### WHAT YOU ARE ASKED TO DO
Copy each line of the data beneath in which the word "pink" appears.

### STORED DATA
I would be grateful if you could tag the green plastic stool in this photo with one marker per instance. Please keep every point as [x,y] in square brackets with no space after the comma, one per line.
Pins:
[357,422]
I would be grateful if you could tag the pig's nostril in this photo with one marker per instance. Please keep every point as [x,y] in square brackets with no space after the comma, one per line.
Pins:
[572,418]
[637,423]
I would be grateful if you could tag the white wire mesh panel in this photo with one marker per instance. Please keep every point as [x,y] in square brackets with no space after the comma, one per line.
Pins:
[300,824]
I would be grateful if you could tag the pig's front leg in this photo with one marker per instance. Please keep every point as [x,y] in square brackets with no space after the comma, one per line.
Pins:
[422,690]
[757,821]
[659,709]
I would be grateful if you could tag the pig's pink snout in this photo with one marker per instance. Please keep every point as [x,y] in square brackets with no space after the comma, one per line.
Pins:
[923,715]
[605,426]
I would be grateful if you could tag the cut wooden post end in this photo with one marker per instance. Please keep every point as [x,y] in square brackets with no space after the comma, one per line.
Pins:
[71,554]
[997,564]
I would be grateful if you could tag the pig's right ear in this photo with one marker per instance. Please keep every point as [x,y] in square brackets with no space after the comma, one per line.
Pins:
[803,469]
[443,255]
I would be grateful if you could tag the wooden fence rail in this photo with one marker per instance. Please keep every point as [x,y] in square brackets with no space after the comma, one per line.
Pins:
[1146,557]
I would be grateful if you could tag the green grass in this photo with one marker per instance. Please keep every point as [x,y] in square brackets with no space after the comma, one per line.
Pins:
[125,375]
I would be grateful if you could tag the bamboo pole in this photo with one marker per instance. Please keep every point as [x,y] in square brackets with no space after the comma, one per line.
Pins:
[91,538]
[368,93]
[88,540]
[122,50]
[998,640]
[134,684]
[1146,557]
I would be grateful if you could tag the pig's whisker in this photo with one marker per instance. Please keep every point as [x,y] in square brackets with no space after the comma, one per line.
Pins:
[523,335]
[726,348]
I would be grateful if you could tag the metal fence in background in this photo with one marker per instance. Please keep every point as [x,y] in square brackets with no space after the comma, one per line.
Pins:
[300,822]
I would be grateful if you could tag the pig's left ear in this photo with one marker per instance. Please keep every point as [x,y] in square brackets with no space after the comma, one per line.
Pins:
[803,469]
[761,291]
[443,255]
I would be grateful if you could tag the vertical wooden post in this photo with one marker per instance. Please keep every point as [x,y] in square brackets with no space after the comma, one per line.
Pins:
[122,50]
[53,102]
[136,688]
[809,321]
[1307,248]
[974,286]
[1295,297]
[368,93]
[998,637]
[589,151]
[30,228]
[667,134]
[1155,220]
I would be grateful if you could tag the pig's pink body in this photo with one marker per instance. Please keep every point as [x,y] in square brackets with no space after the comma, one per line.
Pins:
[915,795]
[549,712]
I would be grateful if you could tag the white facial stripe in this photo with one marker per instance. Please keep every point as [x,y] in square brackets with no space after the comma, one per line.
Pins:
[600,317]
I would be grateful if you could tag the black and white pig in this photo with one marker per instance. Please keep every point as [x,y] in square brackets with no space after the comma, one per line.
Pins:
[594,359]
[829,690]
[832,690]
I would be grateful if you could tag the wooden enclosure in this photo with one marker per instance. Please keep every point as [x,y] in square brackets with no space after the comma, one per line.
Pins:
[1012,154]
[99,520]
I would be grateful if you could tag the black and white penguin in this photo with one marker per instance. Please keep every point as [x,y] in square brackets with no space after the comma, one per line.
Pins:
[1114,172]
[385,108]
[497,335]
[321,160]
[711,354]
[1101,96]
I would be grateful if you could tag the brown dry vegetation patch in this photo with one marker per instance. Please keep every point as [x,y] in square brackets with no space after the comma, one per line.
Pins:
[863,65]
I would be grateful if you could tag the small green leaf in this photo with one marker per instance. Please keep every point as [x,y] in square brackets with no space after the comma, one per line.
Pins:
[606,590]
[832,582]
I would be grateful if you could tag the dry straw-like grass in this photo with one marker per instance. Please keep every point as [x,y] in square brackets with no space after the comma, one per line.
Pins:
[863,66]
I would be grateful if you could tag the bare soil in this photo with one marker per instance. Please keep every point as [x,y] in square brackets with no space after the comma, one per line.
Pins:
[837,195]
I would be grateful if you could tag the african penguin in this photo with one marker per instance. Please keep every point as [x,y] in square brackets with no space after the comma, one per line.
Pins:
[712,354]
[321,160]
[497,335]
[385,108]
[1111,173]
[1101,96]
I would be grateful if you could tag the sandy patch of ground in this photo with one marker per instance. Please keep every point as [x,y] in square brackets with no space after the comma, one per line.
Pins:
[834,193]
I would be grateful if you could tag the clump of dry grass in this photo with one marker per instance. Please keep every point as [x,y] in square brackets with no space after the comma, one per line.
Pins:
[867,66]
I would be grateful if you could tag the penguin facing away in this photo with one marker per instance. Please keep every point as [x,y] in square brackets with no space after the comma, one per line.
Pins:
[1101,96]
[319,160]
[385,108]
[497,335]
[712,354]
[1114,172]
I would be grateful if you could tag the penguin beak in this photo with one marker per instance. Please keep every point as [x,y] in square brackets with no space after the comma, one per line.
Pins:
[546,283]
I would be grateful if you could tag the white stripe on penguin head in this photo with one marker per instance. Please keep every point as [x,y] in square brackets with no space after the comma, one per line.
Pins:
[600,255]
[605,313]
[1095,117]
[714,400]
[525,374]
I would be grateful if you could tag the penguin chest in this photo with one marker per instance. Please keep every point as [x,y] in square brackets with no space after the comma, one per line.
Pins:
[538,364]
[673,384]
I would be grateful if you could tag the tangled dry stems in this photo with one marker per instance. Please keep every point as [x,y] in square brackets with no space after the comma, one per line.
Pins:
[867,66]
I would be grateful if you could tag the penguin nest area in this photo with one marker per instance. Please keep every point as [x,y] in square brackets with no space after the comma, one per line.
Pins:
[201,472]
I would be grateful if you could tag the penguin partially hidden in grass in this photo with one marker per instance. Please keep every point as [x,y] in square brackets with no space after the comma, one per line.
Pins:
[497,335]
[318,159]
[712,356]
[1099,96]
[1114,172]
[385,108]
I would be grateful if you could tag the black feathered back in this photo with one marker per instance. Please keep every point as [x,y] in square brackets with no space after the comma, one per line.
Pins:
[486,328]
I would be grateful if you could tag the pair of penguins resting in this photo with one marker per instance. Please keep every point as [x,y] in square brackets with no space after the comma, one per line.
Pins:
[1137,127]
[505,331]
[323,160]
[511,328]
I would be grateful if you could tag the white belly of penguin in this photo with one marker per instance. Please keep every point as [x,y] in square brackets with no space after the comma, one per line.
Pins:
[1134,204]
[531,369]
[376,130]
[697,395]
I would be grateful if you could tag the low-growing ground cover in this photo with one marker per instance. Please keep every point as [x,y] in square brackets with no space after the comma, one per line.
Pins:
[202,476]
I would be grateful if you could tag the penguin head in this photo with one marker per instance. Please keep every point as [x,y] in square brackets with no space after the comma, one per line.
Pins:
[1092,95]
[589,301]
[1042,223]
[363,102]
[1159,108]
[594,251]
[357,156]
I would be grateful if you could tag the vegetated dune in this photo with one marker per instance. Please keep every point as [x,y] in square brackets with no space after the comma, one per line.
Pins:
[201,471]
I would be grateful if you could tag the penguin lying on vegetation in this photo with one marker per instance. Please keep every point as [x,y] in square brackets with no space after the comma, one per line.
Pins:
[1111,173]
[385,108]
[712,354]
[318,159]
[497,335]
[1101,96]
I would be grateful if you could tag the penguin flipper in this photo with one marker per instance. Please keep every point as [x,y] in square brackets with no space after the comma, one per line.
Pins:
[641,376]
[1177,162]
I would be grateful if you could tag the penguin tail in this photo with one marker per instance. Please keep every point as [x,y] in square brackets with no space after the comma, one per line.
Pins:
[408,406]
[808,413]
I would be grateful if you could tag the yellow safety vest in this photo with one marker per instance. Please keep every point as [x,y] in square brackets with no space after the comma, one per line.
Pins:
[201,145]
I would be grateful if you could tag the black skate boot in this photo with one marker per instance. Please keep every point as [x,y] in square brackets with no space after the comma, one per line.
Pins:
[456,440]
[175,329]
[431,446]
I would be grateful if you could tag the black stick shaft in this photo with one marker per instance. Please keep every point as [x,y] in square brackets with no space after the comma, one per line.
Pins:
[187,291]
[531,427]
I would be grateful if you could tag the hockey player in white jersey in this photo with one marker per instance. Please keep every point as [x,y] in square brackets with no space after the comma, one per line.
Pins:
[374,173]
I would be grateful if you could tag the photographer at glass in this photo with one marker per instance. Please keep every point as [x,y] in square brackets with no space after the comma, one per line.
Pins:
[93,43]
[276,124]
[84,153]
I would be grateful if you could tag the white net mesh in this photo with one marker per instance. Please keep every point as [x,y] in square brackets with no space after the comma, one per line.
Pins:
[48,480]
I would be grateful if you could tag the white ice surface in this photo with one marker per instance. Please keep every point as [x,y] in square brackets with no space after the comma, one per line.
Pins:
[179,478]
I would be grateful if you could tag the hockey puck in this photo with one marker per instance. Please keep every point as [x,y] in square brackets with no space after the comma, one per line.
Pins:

### TASK RESULT
I would be grateful if you could tag the pig's pink snout in this photo with one marker per instance. Please keep every point as [x,y] in square brackets with no space after the comma, one per line.
I would be grateful if you could tag the pig's pink body in this photo with one marker per instance. Please keep every point as [x,y] in square brackets with no space after the comma, one per line.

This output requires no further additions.